- _Exercise task_: Can you give every line of the items below as a Markdown table with the columns "Number" and "Entry", numbering each row, leaving out blank lines and omitting the pictures?

- _Records supplied_:
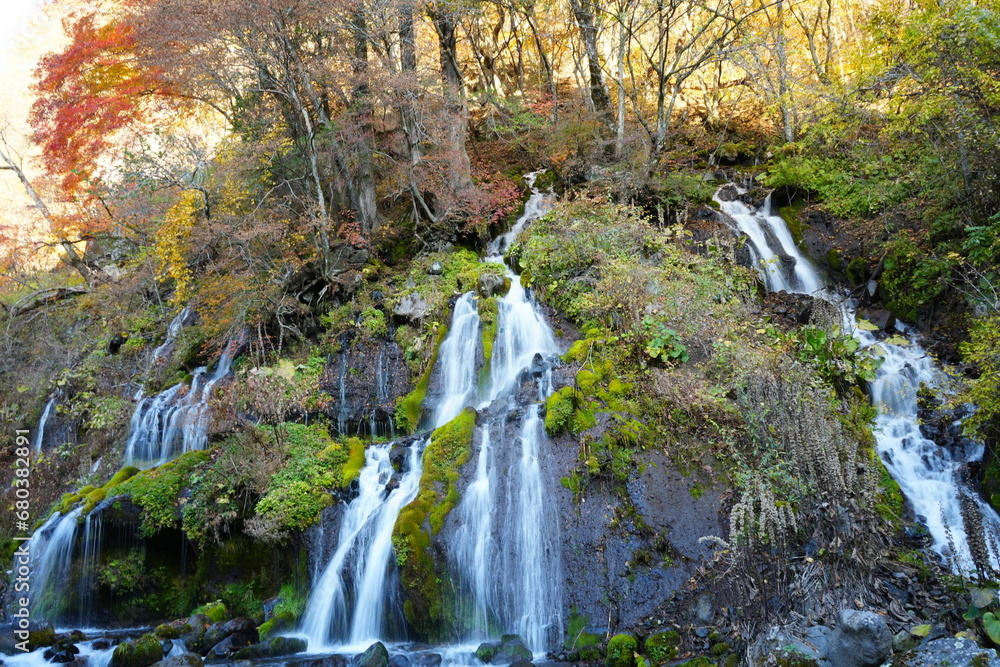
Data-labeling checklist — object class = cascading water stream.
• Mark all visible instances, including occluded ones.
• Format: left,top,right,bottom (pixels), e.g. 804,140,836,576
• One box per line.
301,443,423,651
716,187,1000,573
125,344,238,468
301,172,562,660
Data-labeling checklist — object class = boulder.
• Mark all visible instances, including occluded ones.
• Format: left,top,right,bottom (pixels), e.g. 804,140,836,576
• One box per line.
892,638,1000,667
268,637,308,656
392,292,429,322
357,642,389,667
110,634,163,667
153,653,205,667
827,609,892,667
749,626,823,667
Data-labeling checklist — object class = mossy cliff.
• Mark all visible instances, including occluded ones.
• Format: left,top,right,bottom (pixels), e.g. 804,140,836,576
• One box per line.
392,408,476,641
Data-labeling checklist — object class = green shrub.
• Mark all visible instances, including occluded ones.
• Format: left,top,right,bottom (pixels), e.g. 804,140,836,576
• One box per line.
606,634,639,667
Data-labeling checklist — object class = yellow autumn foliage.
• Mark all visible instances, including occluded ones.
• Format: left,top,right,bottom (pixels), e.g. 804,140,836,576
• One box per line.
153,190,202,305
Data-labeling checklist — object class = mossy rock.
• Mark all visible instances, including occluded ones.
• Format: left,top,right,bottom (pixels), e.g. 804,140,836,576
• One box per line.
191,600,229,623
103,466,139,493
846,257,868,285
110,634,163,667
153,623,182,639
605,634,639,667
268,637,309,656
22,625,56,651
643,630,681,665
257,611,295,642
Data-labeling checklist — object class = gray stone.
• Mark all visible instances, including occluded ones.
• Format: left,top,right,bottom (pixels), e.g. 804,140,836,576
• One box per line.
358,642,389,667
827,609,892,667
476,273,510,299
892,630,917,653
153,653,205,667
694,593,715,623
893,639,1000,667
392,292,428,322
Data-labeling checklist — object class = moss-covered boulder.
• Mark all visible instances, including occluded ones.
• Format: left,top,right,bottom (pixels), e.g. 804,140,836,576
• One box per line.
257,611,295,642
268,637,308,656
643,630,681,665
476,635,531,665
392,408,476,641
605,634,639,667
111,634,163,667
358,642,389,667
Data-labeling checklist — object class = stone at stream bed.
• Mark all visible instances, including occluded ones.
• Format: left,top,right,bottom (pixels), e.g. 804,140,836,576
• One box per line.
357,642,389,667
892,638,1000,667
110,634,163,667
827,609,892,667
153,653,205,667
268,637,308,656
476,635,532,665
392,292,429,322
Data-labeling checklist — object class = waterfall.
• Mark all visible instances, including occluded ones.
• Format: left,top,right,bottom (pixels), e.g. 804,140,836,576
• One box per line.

- _Completed exercise_:
| Number | Entry |
|---|---|
| 1 | Data-labeling checklist — object class = cascading water stream. |
| 2 | • Mark all visible instances, including occluded ones. |
| 3 | • Format: left,top,right,bottom (pixels), e.g. 804,140,836,576 |
| 4 | • One box per line. |
| 5 | 301,443,423,651 |
| 6 | 716,187,1000,573 |
| 7 | 125,344,238,468 |
| 8 | 301,172,562,660 |
| 9 | Data-labeling checklist — object class = boulder. |
| 10 | • Mark all visible instances, including occluded ones. |
| 11 | • Format: left,top,right,bottom (pixels), e.g. 804,140,836,576 |
| 12 | • One box per line. |
| 13 | 892,638,1000,667 |
| 14 | 268,637,308,656 |
| 15 | 392,292,429,322 |
| 16 | 357,642,389,667 |
| 17 | 110,634,163,667 |
| 18 | 153,653,205,667 |
| 19 | 827,609,892,667 |
| 20 | 749,626,823,667 |
| 21 | Data-labeling checklist — object class = mossy cliff. |
| 22 | • Mark all visible instances, including occluded ones. |
| 23 | • Format: left,top,right,bottom (pixels), e.g. 804,140,836,576 |
| 24 | • One box per line. |
| 25 | 392,408,476,641 |
| 26 | Data-labeling checklist — object class = green shrub. |
| 27 | • Mark all visible instances, including occluded ones. |
| 28 | • Format: left,top,right,bottom (pixels), e.g. 804,140,836,576 |
| 29 | • One box per line. |
| 30 | 606,634,639,667 |
| 31 | Data-labeling checklist — object class = yellow autumn foliage. |
| 32 | • Mark all visible instances, including occluded ones. |
| 33 | • Format: left,top,right,bottom (pixels), e.g. 804,140,836,576 |
| 34 | • One box per line. |
| 35 | 153,190,202,305 |
| 36 | Data-labeling checklist — object class = mossy rock. |
| 37 | • Mark all visible instances, including occluded ones. |
| 38 | • Format: left,top,right,bottom (pixels), e.g. 804,140,836,576 |
| 39 | • One box per line. |
| 40 | 191,600,229,623 |
| 41 | 103,466,139,493 |
| 42 | 846,257,868,285 |
| 43 | 110,634,163,667 |
| 44 | 153,623,182,639 |
| 45 | 605,634,639,667 |
| 46 | 268,637,309,656 |
| 47 | 22,625,56,651 |
| 48 | 643,630,681,665 |
| 49 | 257,611,295,642 |
| 50 | Data-labeling checklist — object class = gray stone. |
| 51 | • Mark all visible instances, including occluded ones. |
| 52 | • Format: left,top,right,bottom (pixels), e.g. 804,140,836,576 |
| 53 | • One box per line. |
| 54 | 358,642,389,667 |
| 55 | 827,609,892,667 |
| 56 | 476,273,510,299 |
| 57 | 892,630,917,653 |
| 58 | 153,653,205,667 |
| 59 | 694,593,715,623 |
| 60 | 893,639,1000,667 |
| 61 | 392,292,428,322 |
| 62 | Data-labeling checklist — object class = moss-covered boulder. |
| 63 | • Mark all visible instances, including occluded ones. |
| 64 | • Format: left,top,right,bottom (pixels), e.g. 804,140,836,576 |
| 65 | • One box per line. |
| 66 | 257,611,295,642 |
| 67 | 268,637,308,656 |
| 68 | 643,630,681,665 |
| 69 | 476,635,531,665 |
| 70 | 392,408,476,641 |
| 71 | 605,634,639,667 |
| 72 | 111,634,163,667 |
| 73 | 358,642,389,667 |
| 74 | Data-labeling checklist — object class = stone at stream bed. |
| 75 | • Mark all visible instances, including occluded ones. |
| 76 | • Format: left,top,right,bottom (pixels), e.g. 804,140,836,576 |
| 77 | • One box per line. |
| 78 | 357,642,389,667 |
| 79 | 892,638,1000,667 |
| 80 | 110,634,163,667 |
| 81 | 827,609,892,667 |
| 82 | 153,653,205,667 |
| 83 | 268,637,308,656 |
| 84 | 476,635,532,665 |
| 85 | 392,292,429,322 |
| 86 | Data-labeling checklist — object class = waterfall. |
| 87 | • Mark all visible instances, including occluded ones. |
| 88 | • Format: left,top,right,bottom (pixels), e.g. 804,140,836,576 |
| 89 | • One box per line. |